→ **Task to carry out**
Reprint the whole of the data exactly.

→ **Material provided**

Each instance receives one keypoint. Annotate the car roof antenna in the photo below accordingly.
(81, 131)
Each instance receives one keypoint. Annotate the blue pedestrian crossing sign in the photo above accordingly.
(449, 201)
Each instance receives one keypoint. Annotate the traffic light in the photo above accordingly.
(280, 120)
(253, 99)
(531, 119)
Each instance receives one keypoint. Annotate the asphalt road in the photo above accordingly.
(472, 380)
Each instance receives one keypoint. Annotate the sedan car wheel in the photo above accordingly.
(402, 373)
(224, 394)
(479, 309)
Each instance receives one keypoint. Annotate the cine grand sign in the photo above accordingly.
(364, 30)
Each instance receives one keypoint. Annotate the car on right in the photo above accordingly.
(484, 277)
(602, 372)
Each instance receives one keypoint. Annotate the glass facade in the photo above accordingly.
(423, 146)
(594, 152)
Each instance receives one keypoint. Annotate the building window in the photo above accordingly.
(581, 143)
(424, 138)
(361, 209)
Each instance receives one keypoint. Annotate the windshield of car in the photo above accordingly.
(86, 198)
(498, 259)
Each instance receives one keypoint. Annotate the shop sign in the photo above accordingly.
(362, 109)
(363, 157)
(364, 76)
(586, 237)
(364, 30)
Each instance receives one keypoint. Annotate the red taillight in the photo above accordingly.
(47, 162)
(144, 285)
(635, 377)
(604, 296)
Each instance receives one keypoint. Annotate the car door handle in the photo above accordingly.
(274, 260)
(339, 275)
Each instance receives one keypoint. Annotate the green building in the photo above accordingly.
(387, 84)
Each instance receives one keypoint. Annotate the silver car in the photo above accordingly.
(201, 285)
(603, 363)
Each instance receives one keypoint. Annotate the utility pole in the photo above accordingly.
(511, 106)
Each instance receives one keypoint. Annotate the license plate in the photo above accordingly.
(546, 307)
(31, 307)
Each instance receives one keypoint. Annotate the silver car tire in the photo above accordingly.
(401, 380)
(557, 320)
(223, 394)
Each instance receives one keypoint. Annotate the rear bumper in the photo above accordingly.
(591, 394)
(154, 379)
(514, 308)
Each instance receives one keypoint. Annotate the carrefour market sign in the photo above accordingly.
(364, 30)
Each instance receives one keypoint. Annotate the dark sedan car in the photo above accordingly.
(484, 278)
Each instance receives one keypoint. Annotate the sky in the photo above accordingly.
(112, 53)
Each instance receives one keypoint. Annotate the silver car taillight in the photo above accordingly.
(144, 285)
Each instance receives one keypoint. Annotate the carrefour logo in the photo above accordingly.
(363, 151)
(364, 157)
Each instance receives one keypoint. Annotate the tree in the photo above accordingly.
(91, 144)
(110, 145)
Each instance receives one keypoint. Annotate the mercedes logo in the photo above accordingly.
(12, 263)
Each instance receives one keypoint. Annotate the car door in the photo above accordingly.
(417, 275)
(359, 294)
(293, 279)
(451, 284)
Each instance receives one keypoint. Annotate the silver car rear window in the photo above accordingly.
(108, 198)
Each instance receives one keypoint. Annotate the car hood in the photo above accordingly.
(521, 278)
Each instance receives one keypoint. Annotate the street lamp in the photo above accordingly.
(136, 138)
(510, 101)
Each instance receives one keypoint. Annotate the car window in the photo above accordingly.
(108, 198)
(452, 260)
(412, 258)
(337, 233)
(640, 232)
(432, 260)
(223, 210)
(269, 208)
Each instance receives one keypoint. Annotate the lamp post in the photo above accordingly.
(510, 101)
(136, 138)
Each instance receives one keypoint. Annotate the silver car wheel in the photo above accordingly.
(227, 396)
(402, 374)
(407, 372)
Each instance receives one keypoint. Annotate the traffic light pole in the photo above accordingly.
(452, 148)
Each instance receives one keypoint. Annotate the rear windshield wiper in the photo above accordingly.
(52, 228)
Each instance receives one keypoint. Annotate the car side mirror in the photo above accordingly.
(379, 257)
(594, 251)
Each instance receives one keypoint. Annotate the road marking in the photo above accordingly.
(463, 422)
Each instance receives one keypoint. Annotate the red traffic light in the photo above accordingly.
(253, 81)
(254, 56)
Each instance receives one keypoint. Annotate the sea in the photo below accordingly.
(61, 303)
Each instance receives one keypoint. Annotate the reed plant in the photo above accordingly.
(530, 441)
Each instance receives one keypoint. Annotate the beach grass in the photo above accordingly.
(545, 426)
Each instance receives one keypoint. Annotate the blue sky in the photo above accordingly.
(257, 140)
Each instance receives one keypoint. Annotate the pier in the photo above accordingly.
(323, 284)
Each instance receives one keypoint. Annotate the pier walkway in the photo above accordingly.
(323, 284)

→ **Solution for this problem**
Each instance receives one keypoint. Annotate the car roof antenna in the photo below accordingly.
(81, 131)
Each instance receives one keypoint. Annotate the blue pedestrian crossing sign in the photo above accordingly.
(449, 201)
Each instance receives one keypoint. Annotate the traffic light in the photo above accordingly.
(280, 120)
(253, 99)
(531, 119)
Each instance receives one keypoint. Annotate the asphalt road in the photo above accordingly.
(472, 380)
Each instance receives one keypoint. Annotate the sedan car wheel in the photo above accordingly.
(402, 373)
(224, 394)
(479, 309)
Each instance receives one keypoint. Annotate the cine grand sign in the photo above accordingly.
(364, 30)
Each instance receives one keypoint. Annotate the car on right in the photo above accordingly.
(484, 277)
(602, 372)
Each instance receives one keypoint. Annotate the glass facade in the photo above accordingly.
(423, 146)
(594, 152)
Each instance receives one keypoint. Annotate the building window in the photo above accordingly.
(581, 143)
(424, 138)
(361, 209)
Each instance receives one keypoint. Annotate the windshield of car in the photo above accordingly.
(86, 198)
(498, 259)
Each instance receives one keypoint. Annotate the shop sign in the photo above accordingly.
(362, 109)
(363, 157)
(364, 76)
(586, 237)
(364, 30)
Each instance receives one keypoint. Annotate the red taillight in the photo above accordingly.
(47, 162)
(144, 285)
(635, 377)
(604, 296)
Each instance receives one keypoint. Annotate the car door handle in the photo above accordingly.
(274, 260)
(339, 275)
Each instance receives one keypoint. Annotate the green building in the photo above accordingly.
(387, 84)
Each instance receives one keypoint. Annotate the silver car in the photo above accordingly.
(201, 285)
(603, 363)
Each instance receives one keypoint. Annotate the utility pole in the photo above accordingly.
(511, 106)
Each instance receives one keypoint. Annotate the license plate in the photo above accordingly.
(546, 307)
(31, 307)
Each instance receives one keypoint. Annotate the silver car tire in the photo above accordingly.
(401, 380)
(557, 320)
(223, 394)
Each instance receives one keypoint. Annotate the rear bumper in the photo above accordingly.
(591, 394)
(154, 379)
(514, 308)
Each instance receives one keypoint. Annotate the carrefour market sign in the photo above accordingly.
(364, 30)
Each instance receives one keypoint. Annotate the dark sedan car in the photo above accordingly.
(484, 278)
Each instance receives one keypoint. Annotate the sky in the photo above accordingly.
(112, 53)
Each instance receives one keypoint. Annotate the silver car taillight in the photo above accordingly.
(144, 285)
Each instance receives one keypoint. Annotate the carrefour logo in the photo above accordingly.
(363, 151)
(364, 157)
Each instance receives one keypoint. Annotate the tree in the photo above accordingly.
(91, 144)
(110, 145)
Each instance receives one keypoint. Annotate the mercedes logo in the photo above accordingly.
(12, 263)
Each instance receives one keypoint. Annotate the car door in the photo above accordingly.
(417, 275)
(359, 294)
(293, 279)
(451, 284)
Each instance receives one keypoint. Annotate the silver car rear window in the photo above accordingly.
(108, 198)
Each instance receives one keypoint. Annotate the car hood in the photo above accordingly.
(521, 278)
Each instance receives one keypoint. Annotate the street lamp in the photo above accordingly.
(136, 138)
(510, 101)
Each instance receives one keypoint. Annotate the car window in the photo above accordingly.
(108, 198)
(452, 260)
(412, 258)
(337, 233)
(640, 232)
(432, 260)
(223, 210)
(269, 208)
Each instance receives one keypoint. Annotate the lamp post in the photo above accordingly.
(510, 101)
(136, 138)
Each instance receives one keypoint. Annotate the silver car wheel in the photo above accordingly.
(227, 396)
(402, 374)
(407, 372)
Each instance receives one keypoint. Annotate the traffic light pole in the photo above accordingly.
(452, 148)
Each instance receives one keypoint. Annotate the rear windshield wiper in the photo above accordingly.
(52, 228)
Each instance receives one keypoint. Annotate the car side mirror in the photo above accordingly.
(379, 257)
(594, 251)
Each instance receives one keypoint. Annotate the road marking in the photo above accordingly.
(463, 422)
Each instance receives one keypoint. Annotate the red traffic light in the photo above accordingly.
(253, 81)
(254, 56)
Each instance receives one keypoint. Annotate the sea in the photo below accordingly.
(61, 303)
Each instance receives one keypoint. Annotate the reed plant in the photo above accordingly.
(530, 441)
Each instance receives one keypoint. Annotate the beach grass in the photo above accordingly.
(545, 426)
Each instance receives one keypoint. Annotate the blue sky in the photo above accordingly.
(257, 140)
Each instance receives one keypoint. Annotate the pier in the photo above accordingly.
(323, 284)
Each instance receives one keypoint. Annotate the pier walkway in the photo above accordingly.
(323, 284)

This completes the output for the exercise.